We Look Alike, We Talk Alike


When I was younger, I remember visiting a friend with a new baby. I must have obsessed about the baby crying, worrying and wondering and questioning how the friend could let her cry so. I don’t remember the sequence of events, but all of a sudden, the friend turned on me and, in an attempt to hurt me, told me I was just like my mother.

Back then, without the experience of my own babies (who sometimes cried uncontrollably) or the closeness that grew between me and my mom (when those babies were born), I was terribly insulted. I am nothing like my mother! I wanted to scream.

With time, I’ve realized that the appropriate response to that old-but-not-forgotten insult should have been, “Thank you for the compliment.”

Most of us experience it one way or another: a difficult yet loving relationship with our parents. I know there are people who do not talk to their parents—and do not want to. In my life, I’ve been blessed with closeness to my family, though I do admit there were times—years in fact—when we were at loggerheads.

We may look like them, have similar mannerisms, voices, or stances. We may lead our lives in harmony or, more likely, chart our own path to be their opposite. We learn that our parents are fallible and despite the difficulty, we have the power to forgive them for their real and supposed offenses. We realize that the traits that make us unique are often inherited. We also learn that we must accept those traits so that we can ultimately accept not only our parents but ourselves.
_____
# [PROMPT A]
Translate this sentence from the essay about parents into Spanish: "We realize that the traits that make us unique are often inherited."

# [DATA SUPPLIED]
_____
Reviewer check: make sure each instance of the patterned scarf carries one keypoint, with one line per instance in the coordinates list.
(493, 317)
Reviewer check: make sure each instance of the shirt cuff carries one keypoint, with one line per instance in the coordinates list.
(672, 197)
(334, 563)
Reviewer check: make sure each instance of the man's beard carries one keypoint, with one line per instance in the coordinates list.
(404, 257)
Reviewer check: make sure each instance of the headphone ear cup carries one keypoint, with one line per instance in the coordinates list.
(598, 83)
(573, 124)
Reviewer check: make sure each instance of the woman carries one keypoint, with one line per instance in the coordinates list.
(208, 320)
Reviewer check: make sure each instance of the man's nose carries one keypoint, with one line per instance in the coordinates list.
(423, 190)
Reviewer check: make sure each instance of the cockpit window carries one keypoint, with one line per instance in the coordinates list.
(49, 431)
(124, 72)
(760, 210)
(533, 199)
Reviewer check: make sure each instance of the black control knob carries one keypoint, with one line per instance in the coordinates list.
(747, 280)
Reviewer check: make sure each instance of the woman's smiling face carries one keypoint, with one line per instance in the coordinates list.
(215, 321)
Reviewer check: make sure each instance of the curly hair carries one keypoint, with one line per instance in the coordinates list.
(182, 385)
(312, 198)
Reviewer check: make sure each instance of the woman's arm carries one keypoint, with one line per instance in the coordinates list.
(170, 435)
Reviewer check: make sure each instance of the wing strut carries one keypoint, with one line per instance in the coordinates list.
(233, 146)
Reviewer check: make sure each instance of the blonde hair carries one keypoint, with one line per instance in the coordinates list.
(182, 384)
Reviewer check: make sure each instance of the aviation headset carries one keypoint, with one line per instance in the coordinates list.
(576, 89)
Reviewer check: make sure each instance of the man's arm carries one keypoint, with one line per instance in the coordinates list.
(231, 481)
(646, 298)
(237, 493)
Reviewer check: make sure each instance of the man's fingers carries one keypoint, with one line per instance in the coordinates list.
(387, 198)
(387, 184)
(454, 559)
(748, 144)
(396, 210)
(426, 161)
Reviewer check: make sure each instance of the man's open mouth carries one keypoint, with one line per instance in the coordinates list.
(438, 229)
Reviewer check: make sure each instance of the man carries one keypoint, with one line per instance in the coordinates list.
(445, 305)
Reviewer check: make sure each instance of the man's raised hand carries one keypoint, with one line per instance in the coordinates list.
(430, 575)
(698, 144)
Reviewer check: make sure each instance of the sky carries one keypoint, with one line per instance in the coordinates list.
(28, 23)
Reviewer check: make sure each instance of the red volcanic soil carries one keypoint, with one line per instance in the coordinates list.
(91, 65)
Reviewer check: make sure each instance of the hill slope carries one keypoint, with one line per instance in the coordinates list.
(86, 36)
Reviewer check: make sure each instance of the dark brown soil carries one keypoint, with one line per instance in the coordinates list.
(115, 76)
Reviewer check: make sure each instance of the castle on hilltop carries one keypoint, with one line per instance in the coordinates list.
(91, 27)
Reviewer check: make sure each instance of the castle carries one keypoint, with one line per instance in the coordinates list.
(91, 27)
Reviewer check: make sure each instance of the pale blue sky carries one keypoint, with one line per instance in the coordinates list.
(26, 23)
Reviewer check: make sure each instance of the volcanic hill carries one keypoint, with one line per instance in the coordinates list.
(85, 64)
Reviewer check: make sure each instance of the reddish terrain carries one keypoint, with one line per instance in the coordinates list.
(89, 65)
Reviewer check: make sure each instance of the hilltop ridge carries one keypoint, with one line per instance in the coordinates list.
_____
# [PROMPT B]
List each line of the entries above that includes the string "castle".

# [TASK SOLUTION A]
Nos damos cuenta de que los rasgos que nos hacen únicos a menudo son heredados.

# [TASK SOLUTION B]
Reviewer check: make sure each instance of the castle on hilltop carries one keypoint, with one line per instance in the coordinates list.
Reviewer check: make sure each instance of the castle carries one keypoint, with one line per instance in the coordinates list.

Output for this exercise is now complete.